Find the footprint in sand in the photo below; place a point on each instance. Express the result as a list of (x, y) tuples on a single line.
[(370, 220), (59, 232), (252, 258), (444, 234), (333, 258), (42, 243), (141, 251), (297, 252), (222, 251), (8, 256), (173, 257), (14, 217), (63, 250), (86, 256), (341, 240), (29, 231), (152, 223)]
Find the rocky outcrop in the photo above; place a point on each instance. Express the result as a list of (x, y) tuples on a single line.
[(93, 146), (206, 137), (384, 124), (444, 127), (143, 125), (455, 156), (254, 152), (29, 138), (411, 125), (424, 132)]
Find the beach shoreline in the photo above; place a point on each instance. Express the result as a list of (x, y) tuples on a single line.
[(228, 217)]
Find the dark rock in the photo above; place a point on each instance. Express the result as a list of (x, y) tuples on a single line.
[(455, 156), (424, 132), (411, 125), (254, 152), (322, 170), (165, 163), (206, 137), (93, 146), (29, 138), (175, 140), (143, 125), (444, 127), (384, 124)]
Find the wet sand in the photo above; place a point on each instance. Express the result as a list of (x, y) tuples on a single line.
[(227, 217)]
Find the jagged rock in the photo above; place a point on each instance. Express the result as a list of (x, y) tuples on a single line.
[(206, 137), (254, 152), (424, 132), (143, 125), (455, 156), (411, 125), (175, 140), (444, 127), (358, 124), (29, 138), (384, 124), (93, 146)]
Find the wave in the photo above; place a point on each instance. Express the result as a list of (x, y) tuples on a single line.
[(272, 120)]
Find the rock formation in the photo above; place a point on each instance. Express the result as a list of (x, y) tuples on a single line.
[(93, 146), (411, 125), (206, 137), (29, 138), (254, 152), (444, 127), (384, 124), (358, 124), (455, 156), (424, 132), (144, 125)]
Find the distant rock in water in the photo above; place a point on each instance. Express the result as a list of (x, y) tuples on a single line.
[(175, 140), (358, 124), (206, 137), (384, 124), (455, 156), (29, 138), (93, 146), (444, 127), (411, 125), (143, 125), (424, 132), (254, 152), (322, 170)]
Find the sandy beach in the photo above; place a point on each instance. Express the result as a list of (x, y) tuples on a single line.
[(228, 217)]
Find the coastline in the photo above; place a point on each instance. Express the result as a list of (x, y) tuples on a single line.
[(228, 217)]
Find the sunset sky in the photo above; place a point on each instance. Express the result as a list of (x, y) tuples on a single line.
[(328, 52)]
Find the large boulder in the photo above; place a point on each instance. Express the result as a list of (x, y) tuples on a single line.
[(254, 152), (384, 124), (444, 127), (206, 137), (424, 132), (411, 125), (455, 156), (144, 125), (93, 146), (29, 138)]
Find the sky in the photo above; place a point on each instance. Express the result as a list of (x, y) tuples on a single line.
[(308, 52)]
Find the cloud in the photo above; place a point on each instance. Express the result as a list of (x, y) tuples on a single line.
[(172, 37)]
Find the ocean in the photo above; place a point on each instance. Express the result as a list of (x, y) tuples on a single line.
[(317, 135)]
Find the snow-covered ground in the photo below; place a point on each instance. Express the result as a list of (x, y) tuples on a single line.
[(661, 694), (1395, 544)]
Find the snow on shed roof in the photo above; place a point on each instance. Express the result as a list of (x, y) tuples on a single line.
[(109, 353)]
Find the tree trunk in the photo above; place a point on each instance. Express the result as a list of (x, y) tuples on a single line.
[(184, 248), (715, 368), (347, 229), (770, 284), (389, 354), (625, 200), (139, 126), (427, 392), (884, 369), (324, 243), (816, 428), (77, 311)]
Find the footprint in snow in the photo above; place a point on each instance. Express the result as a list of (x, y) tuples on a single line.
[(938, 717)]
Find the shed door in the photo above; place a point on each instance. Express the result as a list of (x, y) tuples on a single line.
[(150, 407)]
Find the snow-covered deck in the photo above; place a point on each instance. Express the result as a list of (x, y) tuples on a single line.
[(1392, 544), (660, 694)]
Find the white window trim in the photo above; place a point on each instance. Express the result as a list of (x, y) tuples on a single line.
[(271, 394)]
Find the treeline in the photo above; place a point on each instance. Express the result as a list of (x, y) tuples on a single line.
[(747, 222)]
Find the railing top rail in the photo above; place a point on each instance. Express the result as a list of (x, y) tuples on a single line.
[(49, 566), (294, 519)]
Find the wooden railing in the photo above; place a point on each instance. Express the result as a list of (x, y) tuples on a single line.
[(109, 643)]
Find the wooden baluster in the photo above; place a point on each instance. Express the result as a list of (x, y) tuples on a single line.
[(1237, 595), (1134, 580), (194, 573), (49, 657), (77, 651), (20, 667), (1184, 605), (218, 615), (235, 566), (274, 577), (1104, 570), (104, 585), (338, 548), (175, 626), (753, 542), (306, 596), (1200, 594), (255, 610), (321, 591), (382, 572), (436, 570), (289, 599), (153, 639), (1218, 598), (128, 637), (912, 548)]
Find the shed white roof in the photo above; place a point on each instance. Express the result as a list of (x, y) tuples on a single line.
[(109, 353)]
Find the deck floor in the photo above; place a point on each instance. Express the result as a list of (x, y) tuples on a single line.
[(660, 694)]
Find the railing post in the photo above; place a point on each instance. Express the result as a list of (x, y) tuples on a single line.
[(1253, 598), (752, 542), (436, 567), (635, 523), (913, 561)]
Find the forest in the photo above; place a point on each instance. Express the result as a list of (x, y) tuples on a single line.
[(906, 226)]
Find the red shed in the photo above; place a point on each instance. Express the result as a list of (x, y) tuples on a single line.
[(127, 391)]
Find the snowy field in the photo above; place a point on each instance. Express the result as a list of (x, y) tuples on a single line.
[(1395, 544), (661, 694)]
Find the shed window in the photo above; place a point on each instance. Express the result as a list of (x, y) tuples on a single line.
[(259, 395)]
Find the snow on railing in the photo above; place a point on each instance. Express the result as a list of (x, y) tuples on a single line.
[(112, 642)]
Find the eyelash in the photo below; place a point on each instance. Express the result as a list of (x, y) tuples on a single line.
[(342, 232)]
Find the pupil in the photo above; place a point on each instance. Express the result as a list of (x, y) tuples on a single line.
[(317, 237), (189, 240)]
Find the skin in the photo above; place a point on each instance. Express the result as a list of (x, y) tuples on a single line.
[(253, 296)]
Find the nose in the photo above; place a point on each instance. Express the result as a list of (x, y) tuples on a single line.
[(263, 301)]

EXERCISE OBJECTIVE = Reproduce every line from the start of the records through the line containing "[(272, 120)]", leaving the wording unchanged. Multiply each coordinate in the answer lists by 0.2 and round to whole numbers, with halves rounded up.

SOLUTION TO THIS EXERCISE =
Find the footprint in sand in the photo below; place a point on each instance. Express the result as a list of (x, y) tuples on a single line.
[(74, 44), (12, 46), (50, 52), (89, 47), (67, 52), (8, 49), (28, 50), (59, 50), (44, 50), (2, 51), (35, 51), (3, 43), (13, 50), (17, 51), (68, 48), (6, 46), (30, 45)]
Find the rocky outcrop in the photo above; place a point on each instance. Express the result as a list of (x, y) tuples on a single line.
[(19, 29), (41, 27), (77, 25), (89, 25), (29, 25), (91, 31), (51, 30), (6, 28), (82, 25), (85, 26)]
Find the beach shoreline in the photo above; place a point on each instance. Express the result as a list of (x, y) tuples on a single line.
[(46, 43)]
Find the dark rock in the photo above; place a point on each instance. Express the result as a list of (x, y) tuples on a single line.
[(91, 31), (85, 26), (82, 25), (51, 30), (64, 34), (33, 33), (41, 27), (19, 29), (6, 28), (35, 28), (29, 25), (89, 25), (77, 25)]
Find the wet sand in the photo above; place a point on each instance. Express the result as a list of (x, y) tuples on a single line.
[(45, 43)]
Find the jagged rock in the photo above; place a point on each instance. Express the result as a list of (x, y) tuples on a single line.
[(41, 27), (51, 30), (85, 26), (29, 25), (91, 31), (82, 25), (35, 28), (89, 25), (72, 25), (6, 28), (77, 25), (19, 29)]
Find the wave in the photo above; place a point on each instance. Express the result as a list of (x, y) tuples on a single line.
[(54, 24)]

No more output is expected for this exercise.